# Given request:
Reproduce each of the records below verbatim, omitting the pictures.

(Records contained in a dataset)
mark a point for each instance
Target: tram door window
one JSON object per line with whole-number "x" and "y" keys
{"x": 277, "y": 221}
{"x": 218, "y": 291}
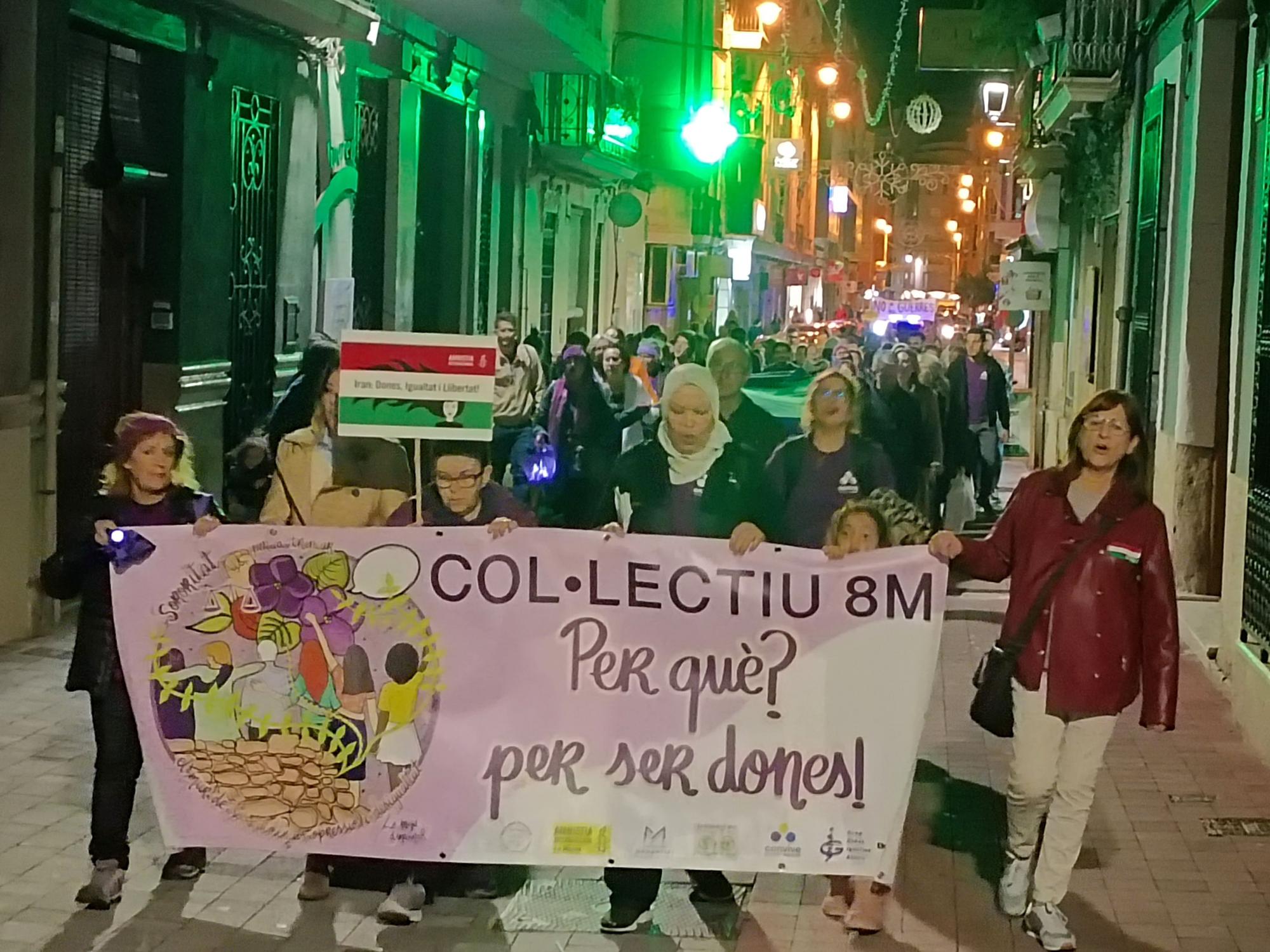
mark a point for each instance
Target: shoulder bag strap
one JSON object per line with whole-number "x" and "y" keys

# Task result:
mark a point for each instance
Target: tram door window
one JSON object per line with whole-number "x" and "y" keys
{"x": 277, "y": 221}
{"x": 218, "y": 291}
mark a point for each instance
Target: shoulder bag strap
one JSON object per line with whole-number "x" and "y" keys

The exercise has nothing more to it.